* **Records for this exercise**
——————

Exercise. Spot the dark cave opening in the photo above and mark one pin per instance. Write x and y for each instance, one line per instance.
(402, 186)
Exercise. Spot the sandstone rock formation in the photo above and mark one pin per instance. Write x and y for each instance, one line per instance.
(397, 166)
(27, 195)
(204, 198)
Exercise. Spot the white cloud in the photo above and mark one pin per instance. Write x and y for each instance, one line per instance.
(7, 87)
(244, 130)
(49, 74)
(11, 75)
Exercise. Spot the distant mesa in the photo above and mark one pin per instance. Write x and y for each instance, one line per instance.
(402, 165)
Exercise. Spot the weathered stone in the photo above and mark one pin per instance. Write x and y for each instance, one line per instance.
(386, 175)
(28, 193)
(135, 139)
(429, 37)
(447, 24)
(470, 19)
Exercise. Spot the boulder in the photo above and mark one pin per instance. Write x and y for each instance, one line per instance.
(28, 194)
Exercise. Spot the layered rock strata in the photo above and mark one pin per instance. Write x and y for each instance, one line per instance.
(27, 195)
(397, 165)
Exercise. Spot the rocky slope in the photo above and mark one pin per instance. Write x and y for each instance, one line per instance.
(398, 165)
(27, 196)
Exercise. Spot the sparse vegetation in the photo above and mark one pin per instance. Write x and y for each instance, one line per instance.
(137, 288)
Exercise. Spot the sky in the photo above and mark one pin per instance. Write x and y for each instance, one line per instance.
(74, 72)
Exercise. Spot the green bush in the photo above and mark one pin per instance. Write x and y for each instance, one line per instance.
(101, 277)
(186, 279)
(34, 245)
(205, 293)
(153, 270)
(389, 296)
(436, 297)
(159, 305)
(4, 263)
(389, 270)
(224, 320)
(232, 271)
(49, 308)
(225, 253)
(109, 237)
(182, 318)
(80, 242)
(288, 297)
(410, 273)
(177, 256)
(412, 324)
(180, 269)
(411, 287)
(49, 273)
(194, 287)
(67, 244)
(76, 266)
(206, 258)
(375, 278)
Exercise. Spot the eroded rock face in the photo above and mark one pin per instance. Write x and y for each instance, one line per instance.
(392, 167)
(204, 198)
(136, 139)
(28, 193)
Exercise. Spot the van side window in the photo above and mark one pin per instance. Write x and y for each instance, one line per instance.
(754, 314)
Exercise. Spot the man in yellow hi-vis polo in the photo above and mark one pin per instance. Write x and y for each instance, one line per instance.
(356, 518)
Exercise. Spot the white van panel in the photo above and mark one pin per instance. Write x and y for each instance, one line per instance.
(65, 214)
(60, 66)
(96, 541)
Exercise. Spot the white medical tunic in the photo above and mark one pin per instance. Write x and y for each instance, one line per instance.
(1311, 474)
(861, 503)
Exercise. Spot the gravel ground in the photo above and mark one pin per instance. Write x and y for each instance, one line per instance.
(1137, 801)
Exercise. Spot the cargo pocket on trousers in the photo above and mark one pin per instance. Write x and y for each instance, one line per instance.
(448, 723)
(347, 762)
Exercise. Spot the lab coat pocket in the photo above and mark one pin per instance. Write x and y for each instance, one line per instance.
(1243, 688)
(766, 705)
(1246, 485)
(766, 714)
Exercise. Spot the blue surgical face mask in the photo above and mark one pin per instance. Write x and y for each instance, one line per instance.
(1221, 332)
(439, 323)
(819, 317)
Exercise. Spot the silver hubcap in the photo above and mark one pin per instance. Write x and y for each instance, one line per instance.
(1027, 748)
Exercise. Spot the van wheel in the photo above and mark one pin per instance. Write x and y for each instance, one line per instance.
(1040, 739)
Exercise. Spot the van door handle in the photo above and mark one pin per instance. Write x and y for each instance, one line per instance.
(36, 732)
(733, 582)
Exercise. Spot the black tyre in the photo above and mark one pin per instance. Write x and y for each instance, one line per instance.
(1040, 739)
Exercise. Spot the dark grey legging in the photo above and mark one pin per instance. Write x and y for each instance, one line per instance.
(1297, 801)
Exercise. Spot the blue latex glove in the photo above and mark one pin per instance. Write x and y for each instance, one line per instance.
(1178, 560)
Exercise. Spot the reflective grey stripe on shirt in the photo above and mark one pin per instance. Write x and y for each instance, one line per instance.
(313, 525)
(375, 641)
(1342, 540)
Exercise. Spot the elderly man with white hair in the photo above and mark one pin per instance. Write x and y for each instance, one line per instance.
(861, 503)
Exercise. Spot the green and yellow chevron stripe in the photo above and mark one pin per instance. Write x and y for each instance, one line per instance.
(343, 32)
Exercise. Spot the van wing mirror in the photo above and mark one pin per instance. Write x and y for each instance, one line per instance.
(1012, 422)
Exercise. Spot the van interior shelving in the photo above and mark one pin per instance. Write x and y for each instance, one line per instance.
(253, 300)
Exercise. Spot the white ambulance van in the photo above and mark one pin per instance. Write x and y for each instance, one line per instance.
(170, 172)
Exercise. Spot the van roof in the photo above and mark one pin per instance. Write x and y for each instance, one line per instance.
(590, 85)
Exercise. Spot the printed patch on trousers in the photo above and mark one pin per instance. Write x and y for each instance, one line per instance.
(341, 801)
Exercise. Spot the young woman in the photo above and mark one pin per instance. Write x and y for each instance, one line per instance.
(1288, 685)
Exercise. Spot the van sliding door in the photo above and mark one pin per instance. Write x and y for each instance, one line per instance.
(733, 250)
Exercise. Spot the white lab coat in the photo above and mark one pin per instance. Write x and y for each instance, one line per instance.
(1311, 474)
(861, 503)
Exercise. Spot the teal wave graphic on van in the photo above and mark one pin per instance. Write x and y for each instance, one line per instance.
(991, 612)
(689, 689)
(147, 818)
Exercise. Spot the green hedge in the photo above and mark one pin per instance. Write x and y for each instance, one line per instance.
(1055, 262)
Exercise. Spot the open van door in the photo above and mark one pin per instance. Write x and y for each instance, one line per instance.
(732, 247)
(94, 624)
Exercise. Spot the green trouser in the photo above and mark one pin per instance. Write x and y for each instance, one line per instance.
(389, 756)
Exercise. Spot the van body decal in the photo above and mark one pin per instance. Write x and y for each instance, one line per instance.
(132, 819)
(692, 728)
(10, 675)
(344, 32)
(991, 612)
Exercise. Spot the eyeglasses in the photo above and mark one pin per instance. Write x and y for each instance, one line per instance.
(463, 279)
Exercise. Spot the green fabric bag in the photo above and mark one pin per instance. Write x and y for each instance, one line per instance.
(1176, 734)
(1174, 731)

——————

* **What you are asked to do**
Retype all the data, changing nothing.

* **Final answer**
Exercise. Spot the dark cave opening in the photo above and mark one pin per instance. Write x and y for each instance, one line per instance.
(402, 186)
Exercise. Spot the sandstone rock formation in the photo above and mark one pin per instance. Write x and y for each instance, one line per instance.
(397, 166)
(27, 195)
(204, 198)
Exercise. Spot the white cloud in the photo above and mark one pin per instance. Write x and y for each instance, one line per instance.
(7, 87)
(244, 130)
(49, 74)
(11, 75)
Exercise. Spot the distant mesa in the photo above and mark one pin per instance. Write x and y for each instance, one line per instance.
(402, 165)
Exercise. Spot the weathered stone in the photo above and mark one pin per instance. Write x and y for each instance, one line per instance.
(386, 175)
(28, 193)
(135, 139)
(429, 37)
(447, 24)
(470, 19)
Exercise. Spot the boulder in the photo above and mark one pin per instance. Write x and y for each instance, one line per instance.
(28, 194)
Exercise. Spot the layered rock strata in the photo above and mark one pin per instance. Write x and y for each instance, one line per instance.
(27, 195)
(397, 165)
Exercise. Spot the rocky slope in the photo above and mark one pin per instance. Write x and y for each instance, one line per instance.
(398, 165)
(27, 196)
Exercise. Spot the sparse vegetation in the photo above and mark one pin per instance. Write x and y for each instance, one line per instance.
(137, 288)
Exercise. Spot the sky in the photo above and mark one pin per instance. Write x and y for each instance, one line per instance.
(74, 72)
Exercise. Spot the green bush in the photo above and mark one pin per instance. Write x and y for each instance, one line per instance.
(101, 277)
(186, 279)
(34, 245)
(205, 293)
(153, 270)
(389, 296)
(436, 297)
(159, 305)
(4, 263)
(389, 270)
(224, 320)
(232, 271)
(49, 308)
(225, 253)
(109, 237)
(182, 318)
(80, 242)
(288, 297)
(410, 273)
(177, 256)
(412, 324)
(180, 269)
(411, 287)
(49, 273)
(194, 287)
(67, 244)
(76, 266)
(206, 258)
(375, 278)
Exercise. Spot the eroded rock face in the photo above and mark one pin per instance. Write x and y for each instance, one line per instance.
(392, 167)
(204, 198)
(136, 139)
(28, 193)
Exercise. Spot the van side window in the photo above and mark one pin per instance. Write x and y for each instance, one line per instance.
(754, 314)
Exercise. Spot the man in yellow hi-vis polo in the photo above and mark one pin per instance. Write x and y for each instance, one line per instance.
(356, 518)
Exercise. Spot the white van panel in the photo above and mark one pin per instance. Write x and y for each instance, one line per instance.
(65, 214)
(60, 66)
(96, 541)
Exercise. Spot the white medical tunic in the photo above and mark one pin per instance. Write x and y for each instance, one line per instance.
(1311, 474)
(861, 503)
Exercise. Spot the gravel ground in the photo above and mark one pin per instance. Write x and y for each instance, one line per instance.
(1137, 801)
Exercise. Spot the cargo pocket on trousers in the photo above and mark one pin per instance. Write x and y for each instance, one line per instance.
(448, 723)
(347, 762)
Exercise. Spot the lab coat pocket in the photo above and mark one pin per instance. Write x and y for each instance, one line per instance.
(1243, 688)
(766, 705)
(1246, 485)
(766, 714)
Exercise. Spot the blue surgical face mask in the photo above and mark one pin per instance. Write x and y for each instance, one line per instance.
(1221, 332)
(439, 323)
(819, 317)
Exercise. Spot the silver hubcap in the photo above and mark one pin per instance. Write x and y for each instance, one line per instance.
(1027, 748)
Exercise. Spot the van wheel in the photo above and mark one pin per instance. Write x and y for each instance, one line per instance.
(1040, 739)
Exercise. Spot the van door handle in the photo above and mark one pin per instance. Write x and y for each instance, one line per instance.
(36, 732)
(733, 582)
Exercise. Spot the black tyre in the photo above and mark one pin per instance. Write x and y for each instance, one line per instance.
(1040, 739)
Exercise. Spot the dark grey legging in the photo above and mark one pin per instance. Write x and y for each instance, one line per instance.
(1297, 801)
Exercise. Spot the blue latex glove in the photo above and mark one pin per instance. Write x and y for each instance, one line per instance.
(1178, 560)
Exercise. Spot the reflective grey stripe on shirt in the photo above and mark one pin per instance. Write x and y for each instance, one line per instance.
(313, 525)
(375, 641)
(1342, 540)
Exercise. Spot the elderly man with white hair in the photo above and mark one pin per instance. Write x and y for each instance, one line per instance.
(861, 503)
Exercise. Spot the green and yellow chevron stripe in the photo above and mark one pin per instance. Write x and y for each instance, one line per instance.
(343, 32)
Exercise. Spot the van wing mirror in the photo above and mark one pin per instance. Write x and y for each instance, one line per instance.
(1012, 422)
Exercise. Spot the van interior shelving in the photo above and mark one pin per instance. Write x and y for each instance, one line per instance.
(253, 300)
Exercise. Spot the white ambulance van in the photo above and mark one pin per instance. Write x and y for each instance, one line per instance.
(170, 172)
Exercise. Spot the van roof in the photo above and mark one pin per instance. Write x and y for each instance, one line per instance.
(590, 85)
Exercise. Spot the printed patch on trousers in the photo above and mark one pin per instance. Write x and y for each instance, one line per instance.
(341, 801)
Exercise. Spot the young woman in the photo above and mark one pin per instance. Write x and y for each instance, one line per instance.
(1288, 685)
Exercise. Spot the van sliding door in the photo above and mark one pin per instance. Write x and y for each instance, one line per instance.
(733, 250)
Exercise. Spot the white lab coat in the photo above and mark one pin per instance. Write x and y for each instance, one line per instance.
(1311, 474)
(861, 503)
Exercise. Spot the teal wave graphic on van in the photo above and mark one pin per instance. Write x and y for each instance, one line per instance.
(991, 612)
(689, 689)
(147, 818)
Exercise. Spot the green hedge in the photo above and mark one pin per instance. Write x and y for each instance, one line per instance.
(1055, 262)
Exercise. Spot the open van door in the photo above and mark one pin per instance. Write x and y for each instance, one line per instance.
(732, 247)
(94, 624)
Exercise. Spot the green trouser in the photo above and mark one pin per instance. Write x and y for each instance, one line per instance.
(389, 756)
Exercise. Spot the van body decal in the photo above and mark one pin per instance. Write x and y for each instance, one line per instance.
(132, 819)
(692, 728)
(10, 675)
(344, 32)
(991, 612)
Exercise. Spot the eyeglasses in the photo above and mark one pin per instance. Write x and y for each instance, one line per instance.
(463, 279)
Exercise. Spot the green fabric bag in the photo above and mark one pin per instance. Write x and y for each instance, one line per instance.
(1176, 734)
(1174, 731)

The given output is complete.